# [EXERCISE]
Report only the number of lines below in which the string "point" appears.

# [EXTRACTED INFORMATION]
◆ ◆ ◆ ◆ ◆

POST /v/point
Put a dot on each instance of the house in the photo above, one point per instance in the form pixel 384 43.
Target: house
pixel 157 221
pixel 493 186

◆ ◆ ◆ ◆ ◆

# [SOLVED PROBLEM]
2